• _TASK ITEM_
Output the entries exactly. Start at the first line, finish with the line containing "Where can the bush", and omit the pictures.

══ EXTRACTED INFORMATION

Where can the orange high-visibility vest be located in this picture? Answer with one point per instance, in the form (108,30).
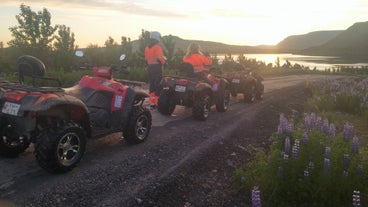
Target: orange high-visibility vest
(199,62)
(154,55)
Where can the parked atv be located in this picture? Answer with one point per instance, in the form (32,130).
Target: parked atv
(58,121)
(246,82)
(193,90)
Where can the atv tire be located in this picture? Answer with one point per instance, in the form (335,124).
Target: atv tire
(10,146)
(201,107)
(249,94)
(223,99)
(139,125)
(59,149)
(166,106)
(260,91)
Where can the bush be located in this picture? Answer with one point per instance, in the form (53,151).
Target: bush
(309,166)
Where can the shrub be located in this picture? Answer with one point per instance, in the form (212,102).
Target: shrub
(312,165)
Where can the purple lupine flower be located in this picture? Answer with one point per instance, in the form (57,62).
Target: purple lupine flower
(256,197)
(283,122)
(279,131)
(328,152)
(290,128)
(287,145)
(326,127)
(306,173)
(355,147)
(360,169)
(295,151)
(346,161)
(308,123)
(281,171)
(286,157)
(310,165)
(313,118)
(327,165)
(348,131)
(297,142)
(318,124)
(305,137)
(332,131)
(356,198)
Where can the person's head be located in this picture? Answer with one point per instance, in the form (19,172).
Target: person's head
(155,35)
(155,38)
(193,48)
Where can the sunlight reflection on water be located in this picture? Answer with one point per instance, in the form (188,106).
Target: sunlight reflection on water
(318,62)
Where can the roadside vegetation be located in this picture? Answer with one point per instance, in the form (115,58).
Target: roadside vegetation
(55,46)
(320,159)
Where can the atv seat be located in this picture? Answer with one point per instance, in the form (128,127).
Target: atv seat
(102,71)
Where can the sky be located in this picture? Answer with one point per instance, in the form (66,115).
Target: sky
(235,22)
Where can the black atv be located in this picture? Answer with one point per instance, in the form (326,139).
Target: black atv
(58,121)
(246,82)
(194,90)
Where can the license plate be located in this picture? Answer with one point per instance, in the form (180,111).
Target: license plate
(236,80)
(180,88)
(11,108)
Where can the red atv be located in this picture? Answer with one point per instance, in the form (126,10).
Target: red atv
(246,82)
(58,121)
(193,90)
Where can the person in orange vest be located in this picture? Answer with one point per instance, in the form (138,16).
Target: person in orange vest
(195,57)
(155,60)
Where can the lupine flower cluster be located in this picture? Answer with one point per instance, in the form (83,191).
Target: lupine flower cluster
(256,197)
(349,95)
(314,156)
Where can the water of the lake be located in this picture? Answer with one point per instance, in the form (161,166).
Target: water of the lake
(318,62)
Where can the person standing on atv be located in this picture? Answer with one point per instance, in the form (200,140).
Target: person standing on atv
(155,60)
(195,57)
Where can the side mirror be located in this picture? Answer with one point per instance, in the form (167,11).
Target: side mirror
(122,57)
(79,53)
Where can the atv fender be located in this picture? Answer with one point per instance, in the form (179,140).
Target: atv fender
(140,96)
(131,97)
(65,108)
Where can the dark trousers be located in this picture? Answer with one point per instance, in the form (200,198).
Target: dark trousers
(155,76)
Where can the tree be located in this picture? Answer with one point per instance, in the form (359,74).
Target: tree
(34,33)
(64,48)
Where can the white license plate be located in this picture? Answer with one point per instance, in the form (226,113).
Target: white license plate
(236,80)
(11,108)
(180,88)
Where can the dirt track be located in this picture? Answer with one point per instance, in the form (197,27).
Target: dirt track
(184,162)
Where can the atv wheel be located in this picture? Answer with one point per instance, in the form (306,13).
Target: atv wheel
(223,100)
(249,94)
(139,125)
(201,108)
(10,143)
(260,91)
(234,90)
(166,106)
(59,149)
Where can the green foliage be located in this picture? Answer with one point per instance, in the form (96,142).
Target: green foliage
(283,183)
(305,179)
(34,33)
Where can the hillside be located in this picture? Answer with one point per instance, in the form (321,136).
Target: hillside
(217,47)
(312,39)
(351,44)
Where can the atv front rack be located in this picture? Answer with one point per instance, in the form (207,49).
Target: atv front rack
(32,88)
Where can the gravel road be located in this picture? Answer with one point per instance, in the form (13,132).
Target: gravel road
(184,162)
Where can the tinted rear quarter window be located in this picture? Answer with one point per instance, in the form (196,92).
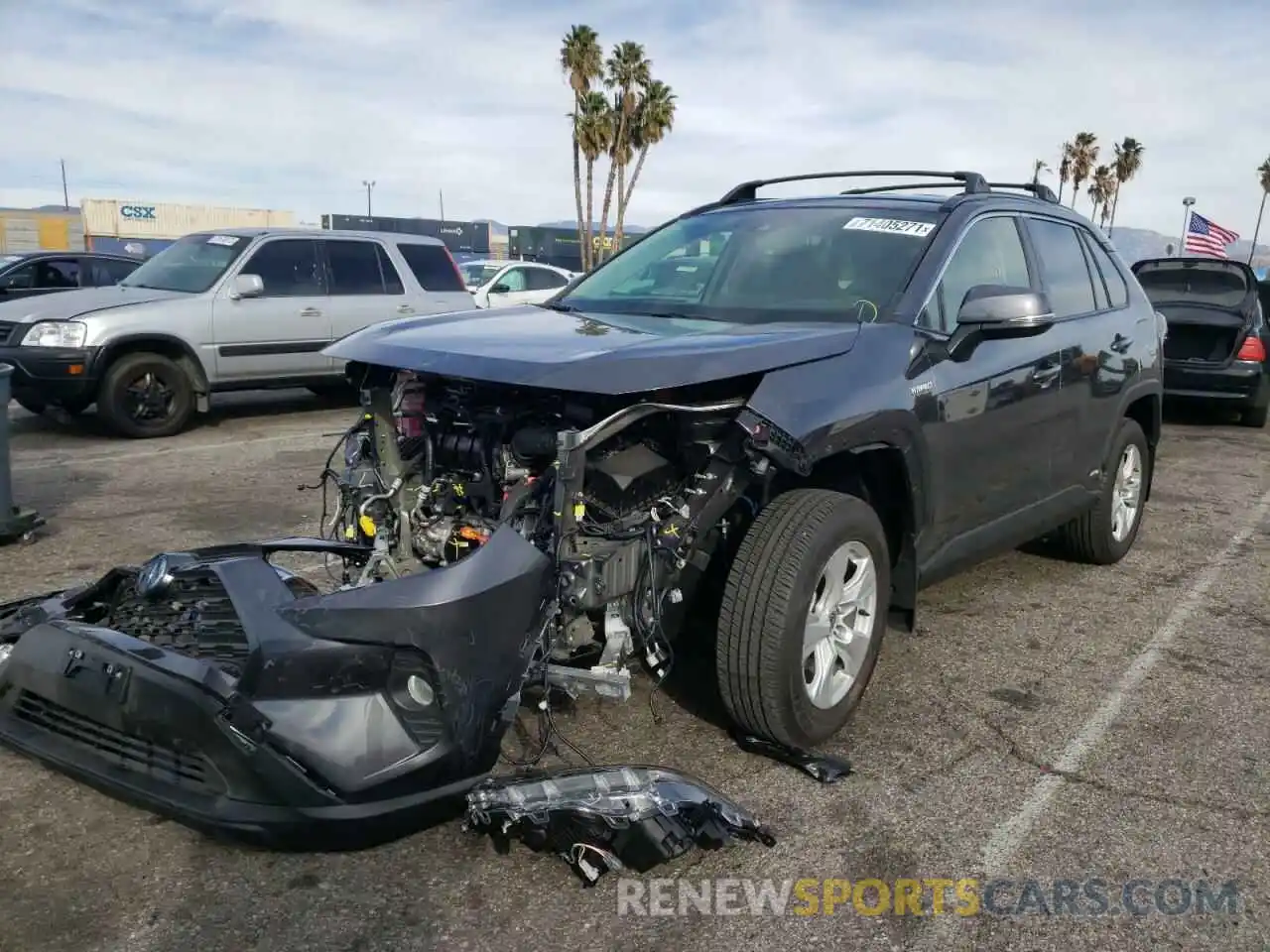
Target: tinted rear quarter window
(1064,268)
(117,271)
(354,268)
(432,267)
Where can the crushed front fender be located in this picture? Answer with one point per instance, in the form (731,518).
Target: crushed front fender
(231,701)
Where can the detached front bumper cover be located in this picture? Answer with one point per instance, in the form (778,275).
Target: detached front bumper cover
(212,688)
(610,817)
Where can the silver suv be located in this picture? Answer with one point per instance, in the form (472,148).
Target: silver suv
(241,308)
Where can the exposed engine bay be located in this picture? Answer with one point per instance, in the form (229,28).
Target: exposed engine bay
(627,498)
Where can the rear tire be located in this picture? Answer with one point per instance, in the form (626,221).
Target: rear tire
(1096,536)
(769,682)
(146,397)
(1254,416)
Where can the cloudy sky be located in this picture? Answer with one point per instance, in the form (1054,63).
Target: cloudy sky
(293,103)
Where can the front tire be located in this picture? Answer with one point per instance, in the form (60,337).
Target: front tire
(1105,535)
(803,616)
(146,397)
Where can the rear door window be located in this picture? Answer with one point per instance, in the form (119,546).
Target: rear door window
(432,267)
(1065,272)
(58,273)
(1116,289)
(544,280)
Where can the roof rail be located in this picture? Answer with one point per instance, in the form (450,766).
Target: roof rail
(1043,191)
(747,190)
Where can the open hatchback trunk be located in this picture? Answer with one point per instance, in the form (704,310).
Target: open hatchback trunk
(1210,304)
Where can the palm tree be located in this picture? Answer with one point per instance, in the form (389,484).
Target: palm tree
(654,118)
(1084,154)
(583,62)
(626,70)
(594,130)
(1101,189)
(1264,177)
(1128,160)
(1065,168)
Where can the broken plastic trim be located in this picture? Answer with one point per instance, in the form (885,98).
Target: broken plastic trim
(610,817)
(822,767)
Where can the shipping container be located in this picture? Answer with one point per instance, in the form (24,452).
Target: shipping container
(41,231)
(137,248)
(108,217)
(458,236)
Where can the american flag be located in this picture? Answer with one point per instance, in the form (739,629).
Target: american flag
(1206,238)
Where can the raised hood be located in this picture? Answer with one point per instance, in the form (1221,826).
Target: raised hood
(64,304)
(588,353)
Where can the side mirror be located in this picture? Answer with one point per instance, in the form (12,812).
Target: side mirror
(246,286)
(996,311)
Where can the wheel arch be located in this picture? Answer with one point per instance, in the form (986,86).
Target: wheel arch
(881,461)
(166,345)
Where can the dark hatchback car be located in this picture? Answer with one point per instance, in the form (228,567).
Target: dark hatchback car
(49,272)
(1216,343)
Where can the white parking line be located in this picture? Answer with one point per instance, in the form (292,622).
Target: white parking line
(1008,837)
(24,463)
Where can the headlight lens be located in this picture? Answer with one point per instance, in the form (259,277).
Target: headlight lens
(56,334)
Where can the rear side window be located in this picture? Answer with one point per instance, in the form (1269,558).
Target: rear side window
(432,267)
(1118,293)
(289,268)
(354,268)
(543,280)
(1065,271)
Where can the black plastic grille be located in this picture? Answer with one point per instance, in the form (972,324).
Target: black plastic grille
(189,770)
(1196,341)
(194,616)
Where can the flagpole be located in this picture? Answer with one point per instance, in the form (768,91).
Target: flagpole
(1187,203)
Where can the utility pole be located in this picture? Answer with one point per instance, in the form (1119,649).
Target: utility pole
(1187,203)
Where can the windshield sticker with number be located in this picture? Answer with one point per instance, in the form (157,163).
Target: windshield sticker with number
(894,226)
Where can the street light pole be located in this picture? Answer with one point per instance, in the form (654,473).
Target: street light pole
(1187,203)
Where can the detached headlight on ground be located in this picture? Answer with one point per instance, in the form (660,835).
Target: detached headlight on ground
(71,334)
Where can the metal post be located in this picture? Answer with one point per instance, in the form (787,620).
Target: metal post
(14,524)
(1187,203)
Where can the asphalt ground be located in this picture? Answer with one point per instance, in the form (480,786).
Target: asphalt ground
(1049,726)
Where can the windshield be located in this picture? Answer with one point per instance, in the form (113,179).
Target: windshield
(1199,284)
(756,264)
(191,264)
(479,272)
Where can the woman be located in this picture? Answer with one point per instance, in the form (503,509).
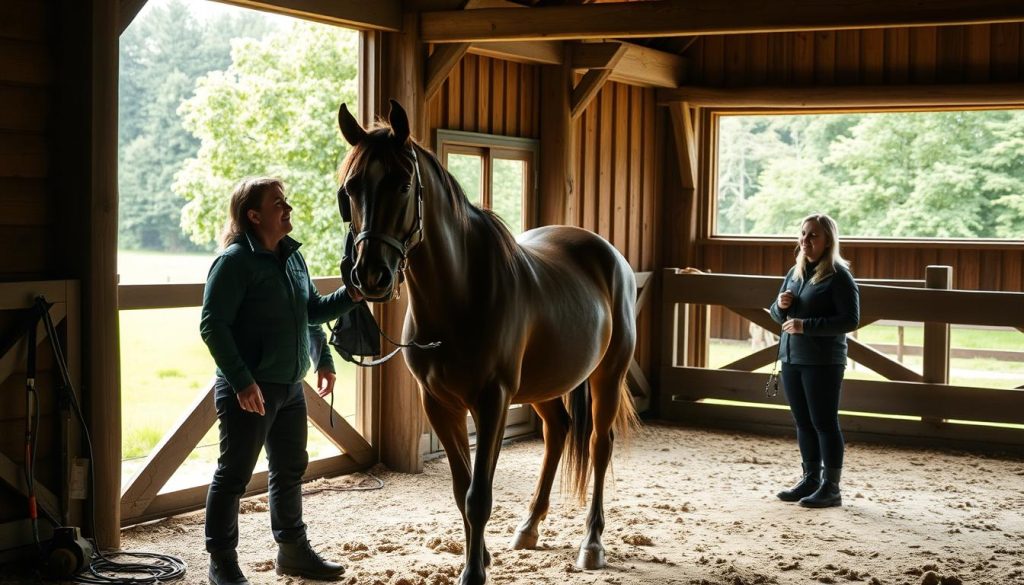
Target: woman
(260,321)
(817,305)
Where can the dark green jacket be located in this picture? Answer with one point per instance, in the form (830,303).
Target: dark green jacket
(260,315)
(829,308)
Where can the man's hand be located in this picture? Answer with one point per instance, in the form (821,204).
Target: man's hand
(251,399)
(325,382)
(794,326)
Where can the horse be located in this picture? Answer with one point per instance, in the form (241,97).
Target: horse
(547,320)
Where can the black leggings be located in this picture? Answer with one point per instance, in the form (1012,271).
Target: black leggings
(813,393)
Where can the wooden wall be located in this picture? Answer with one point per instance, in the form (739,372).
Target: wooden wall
(977,53)
(982,53)
(27,82)
(619,141)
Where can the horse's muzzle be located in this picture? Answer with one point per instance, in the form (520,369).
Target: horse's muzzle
(376,283)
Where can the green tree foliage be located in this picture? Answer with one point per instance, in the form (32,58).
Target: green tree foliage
(163,52)
(273,112)
(955,174)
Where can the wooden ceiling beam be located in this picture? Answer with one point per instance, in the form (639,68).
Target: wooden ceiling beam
(440,64)
(379,14)
(818,97)
(537,52)
(675,17)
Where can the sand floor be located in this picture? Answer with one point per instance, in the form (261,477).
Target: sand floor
(686,506)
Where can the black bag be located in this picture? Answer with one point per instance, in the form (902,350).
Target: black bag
(356,334)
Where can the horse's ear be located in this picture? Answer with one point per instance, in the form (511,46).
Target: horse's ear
(350,127)
(399,122)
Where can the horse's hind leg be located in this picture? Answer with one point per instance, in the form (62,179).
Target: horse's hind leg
(606,392)
(556,425)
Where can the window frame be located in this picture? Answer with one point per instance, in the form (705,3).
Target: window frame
(489,148)
(709,140)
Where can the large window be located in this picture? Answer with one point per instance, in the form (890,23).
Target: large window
(496,172)
(909,174)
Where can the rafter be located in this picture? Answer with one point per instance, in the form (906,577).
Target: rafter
(675,17)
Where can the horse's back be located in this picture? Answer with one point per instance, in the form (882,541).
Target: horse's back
(571,249)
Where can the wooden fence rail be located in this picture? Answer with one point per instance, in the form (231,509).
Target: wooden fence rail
(918,408)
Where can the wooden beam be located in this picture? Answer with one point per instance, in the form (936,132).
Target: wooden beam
(649,68)
(131,297)
(127,10)
(677,17)
(189,499)
(379,14)
(907,399)
(537,52)
(440,64)
(555,186)
(587,90)
(966,95)
(754,361)
(880,363)
(341,433)
(165,459)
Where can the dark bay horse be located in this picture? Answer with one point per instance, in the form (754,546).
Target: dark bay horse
(519,322)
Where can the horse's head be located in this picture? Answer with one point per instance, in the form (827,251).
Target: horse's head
(382,198)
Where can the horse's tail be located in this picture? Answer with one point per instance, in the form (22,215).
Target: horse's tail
(576,462)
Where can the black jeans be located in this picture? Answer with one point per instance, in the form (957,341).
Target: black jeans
(243,434)
(813,393)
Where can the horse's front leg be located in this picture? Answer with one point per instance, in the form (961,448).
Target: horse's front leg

════

• _TASK OUTPUT_
Where can the orange high-visibility vest be located in this picture? Answer with one point per instance, in the form (108,30).
Target: orange high-visibility vest
(199,62)
(154,55)
Where can the parked atv be located in this picture? Answer with one point per instance, in the form (32,130).
Target: parked atv
(58,121)
(246,82)
(193,90)
Where can the atv tire be located in this picture? Answer with one point per instance, in the form (335,124).
Target: atv tire
(10,146)
(201,107)
(249,94)
(223,99)
(139,125)
(59,149)
(166,106)
(260,91)
Where can the bush be located in this picture? Answer with one point per instance, in the form (53,151).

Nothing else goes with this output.